- Fragmento seleccionado -

──────────────────────────────

Al año y medio sumaba unos veinte cuentos escritos. Tenía ya 25 años y muchas ganas de ver esos cuentos publicados en forma de libro. Me alentaban los casos que conocía de ciertos autores famosos que habían publicado sus primeras obras cuando todavía eran muy jóvenes: mi “ejemplo estrella” era Bioy Casares. “¡Publicó su primer libro a los 14 años!” le decía yo a quien cuestionara mis intenciones. “Sí, es cierto que ese primer libro suyo no fue muy bueno. ¡Pero empezando así fue que pudo escribir uno bueno a los 27! Y yo ya tengo 25. ¡Soy un anciano!”. Así decía yo.

La verdad es que no tenía ni idea de cuáles eran las alternativas editoriales. Publicar primero un cuento en alguna revista, por ejemplo, ni se me había cruzado por la cabeza. Ir a las editoriales con el manuscrito, tampoco. En realidad me había armado mi propio plan ideal: consistía, primero, en ahorrar; luego, en proponer donde trabajaba que me imprimieran el libro en su propia imprenta, por el menor costo posible; y por fin, con el libro listo, en regalarle un ejemplar a cada uno de mis amigos.

Estaba convencido de que eso era lo mejor: no entrar en el aparato comercial, evitar el circuito editorial. Mantenerse puro…

(Esas cosas hoy me parecen bastante ingenuas; pero, en aquellos tiempos, yo pensaba así.)

Entonces tuve que pasar por un trance amargo: me hablaron a Buenos Aires para decirme que a mi papá le había dado un infarto. Lo iban a operar de urgencia.

──────────────────────────────

- Bloque de datos -
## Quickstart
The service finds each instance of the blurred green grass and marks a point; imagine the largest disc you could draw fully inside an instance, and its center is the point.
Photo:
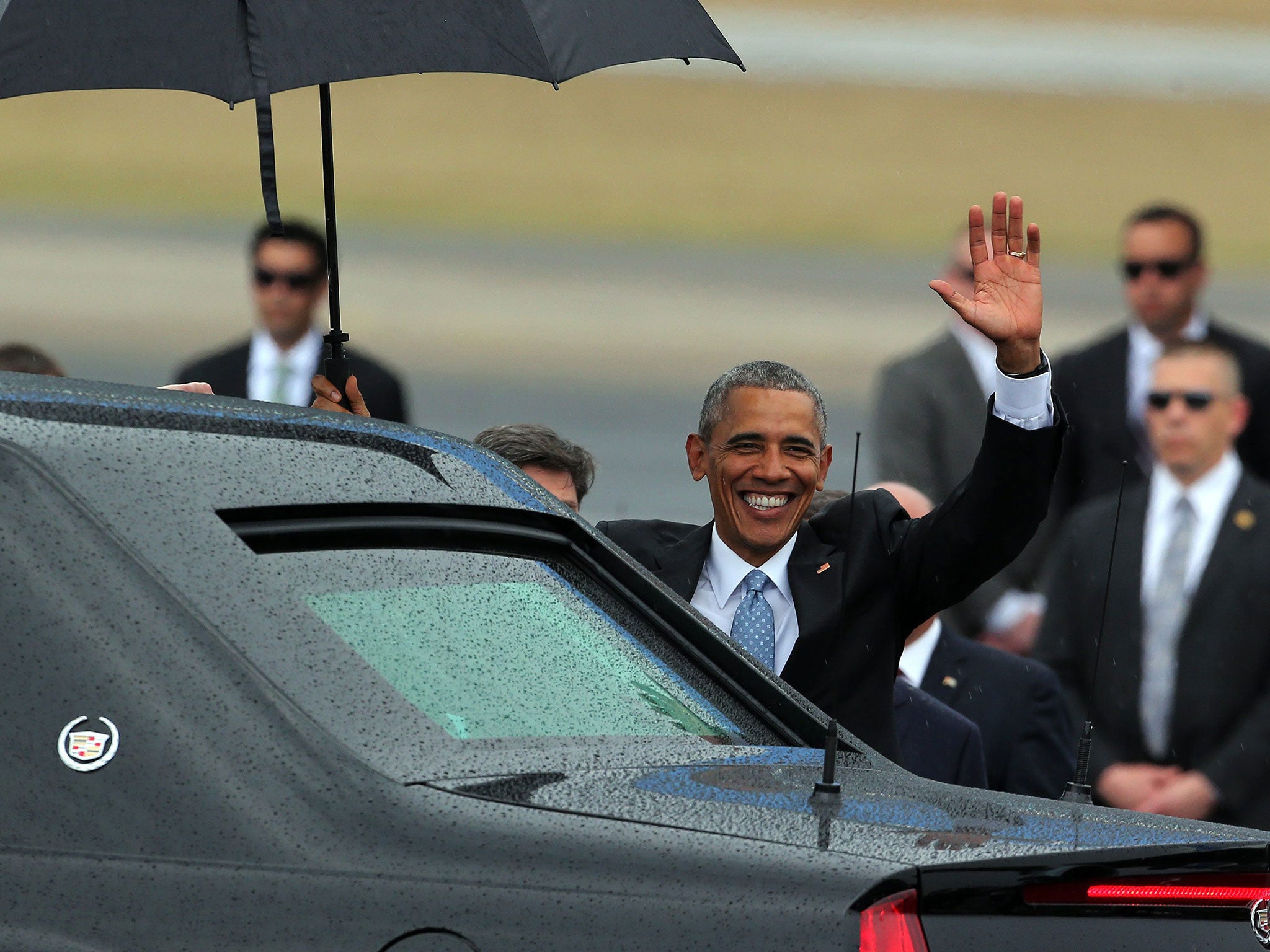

──────────────────────────────

- Problema planteado A -
Responde según el fragmento:
(i) ¿Cuántos cuentos llevaba escritos quien narra al cabo de un año y medio?
(ii) ¿A qué edad publicó Bioy Casares su primer libro?
(iii) ¿Qué le había dado al papá de quien narra?
- Problema planteado B -
Extrae del fragmento el pasaje que va desde «Al año y medio» hasta «Así decía yo.», ambos incluidos.

- Respuesta A -
(i) Unos veinte cuentos.
(ii) A los 14 años.
(iii) Un infarto.

- Respuesta B -
Al año y medio sumaba unos veinte cuentos escritos. Tenía ya 25 años y muchas ganas de ver esos cuentos publicados en forma de libro. Me alentaban los casos que conocía de ciertos autores famosos que habían publicado sus primeras obras cuando todavía eran muy jóvenes: mi “ejemplo estrella” era Bioy Casares. “¡Publicó su primer libro a los 14 años!” le decía yo a quien cuestionara mis intenciones. “Sí, es cierto que ese primer libro suyo no fue muy bueno. ¡Pero empezando así fue que pudo escribir uno bueno a los 27! Y yo ya tengo 25. ¡Soy un anciano!”. Así decía yo.